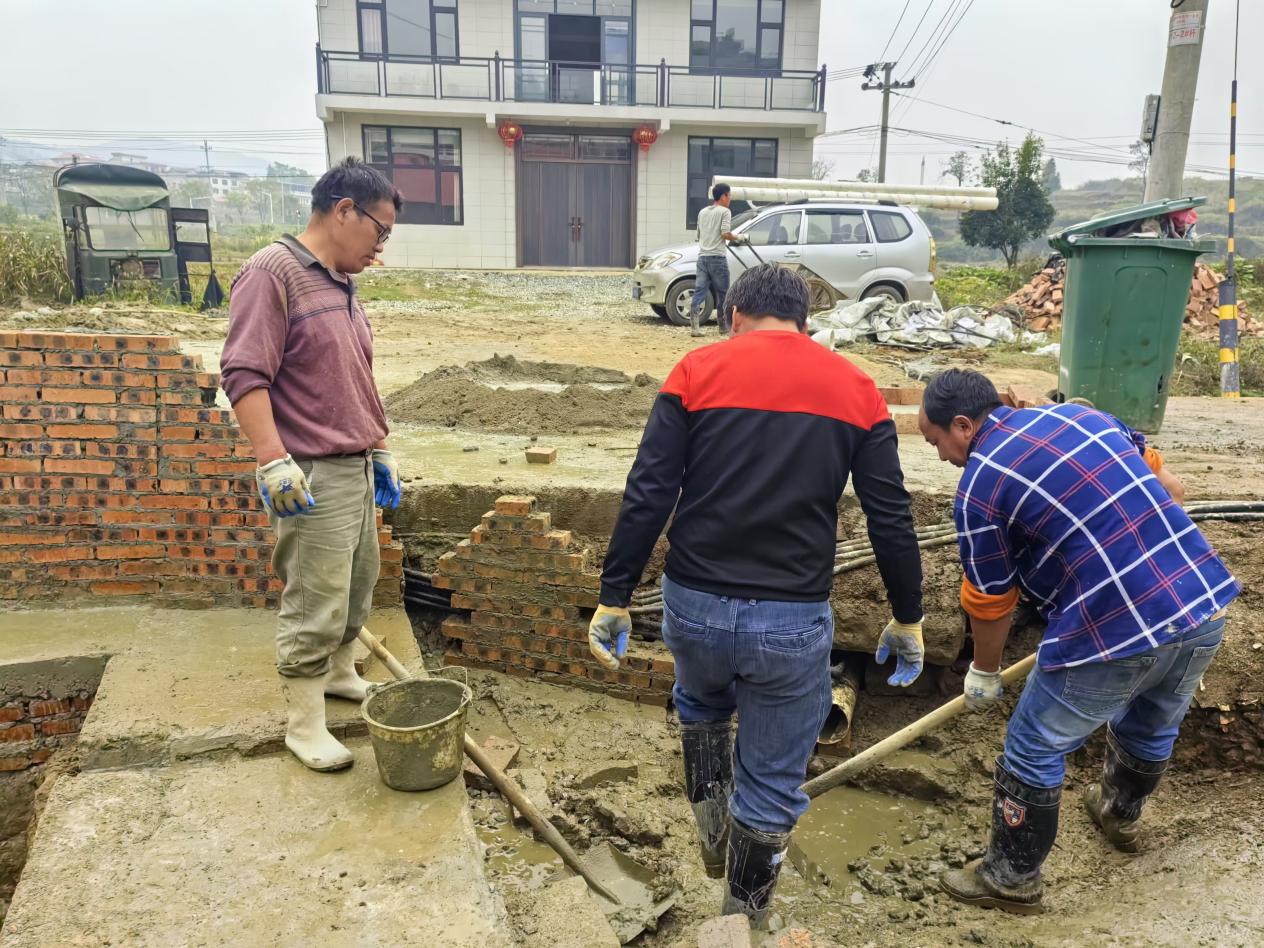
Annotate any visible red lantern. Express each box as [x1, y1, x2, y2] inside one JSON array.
[[632, 125, 658, 152], [497, 120, 523, 149]]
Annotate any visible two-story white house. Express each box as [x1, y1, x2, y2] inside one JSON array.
[[314, 0, 825, 268]]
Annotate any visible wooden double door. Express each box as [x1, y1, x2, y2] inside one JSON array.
[[518, 130, 634, 268]]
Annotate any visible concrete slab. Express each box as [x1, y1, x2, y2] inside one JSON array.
[[0, 747, 510, 947], [0, 604, 421, 770]]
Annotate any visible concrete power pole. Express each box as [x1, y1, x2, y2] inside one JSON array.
[[862, 62, 914, 183], [1144, 0, 1209, 202]]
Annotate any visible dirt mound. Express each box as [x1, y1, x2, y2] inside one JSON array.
[[386, 356, 659, 433]]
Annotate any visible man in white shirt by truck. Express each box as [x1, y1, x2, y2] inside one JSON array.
[[691, 183, 741, 337]]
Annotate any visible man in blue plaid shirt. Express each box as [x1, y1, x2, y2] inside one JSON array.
[[917, 369, 1239, 915]]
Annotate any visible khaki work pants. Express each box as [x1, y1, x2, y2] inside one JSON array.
[[263, 453, 380, 678]]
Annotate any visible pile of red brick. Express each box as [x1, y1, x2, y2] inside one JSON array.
[[436, 495, 676, 704], [0, 330, 402, 607], [0, 691, 94, 774]]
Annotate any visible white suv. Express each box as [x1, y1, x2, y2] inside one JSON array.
[[632, 201, 937, 325]]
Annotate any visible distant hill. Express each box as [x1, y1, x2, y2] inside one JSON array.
[[925, 175, 1262, 265]]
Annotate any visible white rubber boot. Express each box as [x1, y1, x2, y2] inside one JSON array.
[[324, 640, 372, 702], [281, 675, 354, 772]]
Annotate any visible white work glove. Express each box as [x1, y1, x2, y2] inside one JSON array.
[[588, 605, 631, 671], [874, 616, 925, 687], [256, 455, 315, 517], [963, 662, 1004, 710]]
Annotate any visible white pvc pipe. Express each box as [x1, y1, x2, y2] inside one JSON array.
[[721, 176, 997, 199], [717, 176, 999, 212]]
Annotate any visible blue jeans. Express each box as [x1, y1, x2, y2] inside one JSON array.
[[1002, 614, 1226, 788], [692, 256, 731, 331], [661, 575, 832, 834]]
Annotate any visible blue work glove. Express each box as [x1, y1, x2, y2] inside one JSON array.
[[371, 448, 401, 509], [256, 455, 315, 518], [588, 605, 631, 671], [963, 663, 1004, 710], [875, 617, 925, 687]]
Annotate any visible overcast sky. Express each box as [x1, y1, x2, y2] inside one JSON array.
[[1, 0, 1257, 188]]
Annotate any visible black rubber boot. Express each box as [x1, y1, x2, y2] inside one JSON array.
[[940, 760, 1060, 915], [721, 818, 789, 929], [680, 721, 733, 878], [1083, 730, 1167, 853]]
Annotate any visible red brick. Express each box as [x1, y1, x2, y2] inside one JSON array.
[[95, 543, 166, 560], [40, 718, 83, 736], [81, 369, 157, 388], [100, 510, 168, 524], [0, 750, 51, 772], [160, 407, 236, 425], [0, 707, 23, 723], [44, 459, 114, 475], [0, 458, 41, 474], [48, 563, 117, 581], [7, 440, 80, 458], [494, 495, 537, 516], [0, 531, 66, 547], [162, 443, 231, 458], [4, 404, 75, 421], [92, 334, 180, 353], [140, 494, 208, 510], [2, 351, 41, 367], [0, 423, 43, 439], [116, 560, 187, 577], [29, 698, 70, 717], [45, 423, 118, 438], [0, 385, 39, 402], [160, 391, 205, 406], [120, 353, 202, 371], [159, 426, 198, 440], [0, 723, 35, 743], [42, 387, 116, 404], [85, 442, 156, 460], [82, 407, 153, 424], [90, 580, 159, 596], [120, 389, 158, 405], [15, 331, 97, 350], [5, 368, 79, 385], [43, 350, 118, 367]]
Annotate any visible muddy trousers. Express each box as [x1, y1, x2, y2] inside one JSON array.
[[265, 453, 380, 678], [691, 256, 731, 333]]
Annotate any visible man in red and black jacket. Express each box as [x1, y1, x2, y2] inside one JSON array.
[[588, 264, 925, 927]]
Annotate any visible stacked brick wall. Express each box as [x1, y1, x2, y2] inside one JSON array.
[[436, 495, 675, 704], [0, 331, 402, 607], [0, 691, 94, 775]]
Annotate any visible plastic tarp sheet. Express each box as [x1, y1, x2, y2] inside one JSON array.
[[56, 181, 168, 211], [808, 299, 1034, 351]]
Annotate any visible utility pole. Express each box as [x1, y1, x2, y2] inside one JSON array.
[[1144, 0, 1209, 202], [202, 139, 216, 233], [861, 62, 914, 184], [919, 155, 926, 185]]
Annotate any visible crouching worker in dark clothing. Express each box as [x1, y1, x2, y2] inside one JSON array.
[[588, 264, 925, 927]]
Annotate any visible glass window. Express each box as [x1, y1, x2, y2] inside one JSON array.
[[578, 136, 631, 161], [805, 209, 869, 245], [521, 134, 574, 160], [595, 0, 631, 14], [603, 19, 629, 64], [744, 210, 801, 247], [385, 0, 431, 56], [84, 207, 170, 251], [686, 136, 778, 227], [518, 0, 554, 11], [360, 4, 384, 55], [364, 126, 463, 226], [555, 0, 592, 11], [174, 220, 210, 245], [869, 210, 913, 243], [691, 0, 783, 72], [434, 11, 458, 59]]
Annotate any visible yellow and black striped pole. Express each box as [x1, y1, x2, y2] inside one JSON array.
[[1219, 2, 1241, 397]]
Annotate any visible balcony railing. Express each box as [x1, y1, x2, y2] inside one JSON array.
[[316, 46, 826, 113]]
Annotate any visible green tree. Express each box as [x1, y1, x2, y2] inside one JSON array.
[[1041, 158, 1062, 194], [244, 178, 277, 224], [941, 150, 973, 187], [1128, 140, 1150, 195], [169, 179, 208, 209], [960, 134, 1056, 269]]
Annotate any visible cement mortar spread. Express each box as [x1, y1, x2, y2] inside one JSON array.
[[0, 749, 510, 948]]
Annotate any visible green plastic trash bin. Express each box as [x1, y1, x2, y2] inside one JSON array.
[[1049, 197, 1216, 433]]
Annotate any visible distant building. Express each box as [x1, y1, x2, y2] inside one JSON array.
[[313, 0, 827, 268]]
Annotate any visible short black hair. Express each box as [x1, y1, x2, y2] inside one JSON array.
[[922, 369, 1002, 428], [726, 264, 810, 330], [712, 182, 731, 201], [311, 157, 402, 214]]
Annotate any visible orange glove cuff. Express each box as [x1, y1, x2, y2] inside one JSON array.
[[960, 576, 1019, 621], [1142, 446, 1164, 474]]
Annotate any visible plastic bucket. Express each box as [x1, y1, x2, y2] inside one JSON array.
[[361, 671, 471, 791]]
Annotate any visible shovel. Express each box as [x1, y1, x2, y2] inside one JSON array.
[[802, 653, 1037, 799], [357, 629, 676, 942]]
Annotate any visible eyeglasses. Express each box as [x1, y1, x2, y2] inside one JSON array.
[[333, 194, 392, 243]]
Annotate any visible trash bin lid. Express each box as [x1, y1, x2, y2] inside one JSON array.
[[1050, 196, 1207, 248]]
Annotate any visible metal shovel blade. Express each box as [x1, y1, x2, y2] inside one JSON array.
[[576, 842, 679, 944]]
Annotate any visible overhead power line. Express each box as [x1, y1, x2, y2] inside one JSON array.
[[877, 0, 914, 62]]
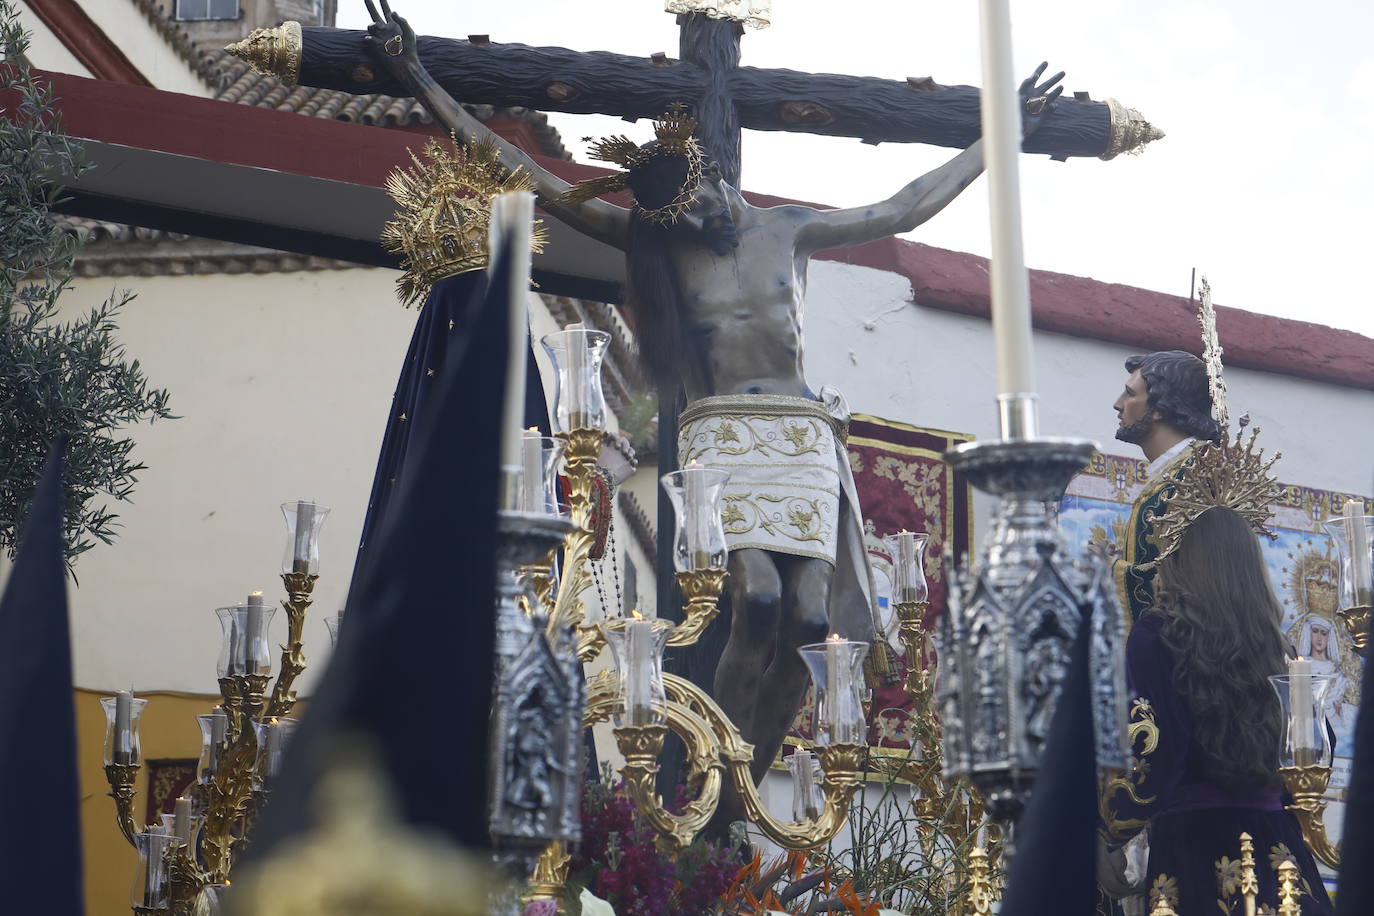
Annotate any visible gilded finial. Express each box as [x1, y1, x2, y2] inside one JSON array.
[[1238, 832, 1259, 912], [1100, 98, 1165, 159], [226, 21, 303, 87], [1276, 859, 1302, 916], [381, 134, 547, 307]]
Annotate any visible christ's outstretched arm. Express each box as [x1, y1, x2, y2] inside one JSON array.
[[363, 1, 630, 250], [794, 63, 1063, 256]]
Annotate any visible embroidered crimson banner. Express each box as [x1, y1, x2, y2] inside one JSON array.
[[787, 414, 974, 751]]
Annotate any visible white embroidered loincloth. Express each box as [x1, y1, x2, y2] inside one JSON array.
[[680, 395, 842, 564]]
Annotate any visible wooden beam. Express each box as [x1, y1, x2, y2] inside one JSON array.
[[298, 28, 1113, 159]]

======

> [ASSIGNMENT]
All that should be returned is the run of lines from the one with "Annotate any visible embroidered" to the last line of the material above, copied exactly.

> [TASK OUTPUT]
Annotate any visible embroidered crimson banner. Express each box as [x1, y1, x2, y2] inside one JSON array.
[[787, 414, 974, 751]]
Annotate any visible white embroidered loincloth. Express each box as [x1, y1, x2, y2] inside one JSON array.
[[680, 395, 842, 564]]
Annotate any visible wooden beam. Express each box as [x1, y1, x2, y2] inside one JSON array.
[[298, 28, 1113, 159]]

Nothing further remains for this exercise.